Exercise: Please reproduce, exactly and with nothing else, every line from the one containing "segment --query=blue pen" through the last line of the records below.

[[ Entries supplied, beginning ]]

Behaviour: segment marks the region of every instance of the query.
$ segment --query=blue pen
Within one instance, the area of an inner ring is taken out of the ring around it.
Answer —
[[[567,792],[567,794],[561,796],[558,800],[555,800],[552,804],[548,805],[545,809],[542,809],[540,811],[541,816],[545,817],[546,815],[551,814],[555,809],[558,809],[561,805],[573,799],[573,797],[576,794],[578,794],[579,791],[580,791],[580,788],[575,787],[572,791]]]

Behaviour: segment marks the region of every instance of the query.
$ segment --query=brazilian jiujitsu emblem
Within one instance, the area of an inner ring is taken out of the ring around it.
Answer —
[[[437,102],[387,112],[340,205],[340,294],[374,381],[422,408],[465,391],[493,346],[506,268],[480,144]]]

[[ Entries supplied, end ]]

Task response:
$ segment --query=blue pen
Within one instance, the area of an inner ring is taken out of the ring around it.
Answer —
[[[567,792],[567,794],[561,796],[558,800],[555,800],[552,804],[548,805],[545,809],[542,809],[540,811],[541,816],[545,817],[546,815],[551,814],[555,809],[558,809],[561,805],[573,799],[573,797],[576,794],[578,794],[579,791],[580,791],[580,788],[575,787],[572,791]]]

Behaviour: segment marks the region of every instance of the query.
$ segment --query=brazilian jiujitsu emblem
Within one instance, the area of an inner ring is taken out of the ring around it.
Answer —
[[[437,102],[387,112],[340,205],[340,294],[374,381],[422,408],[465,391],[493,346],[506,268],[480,144]]]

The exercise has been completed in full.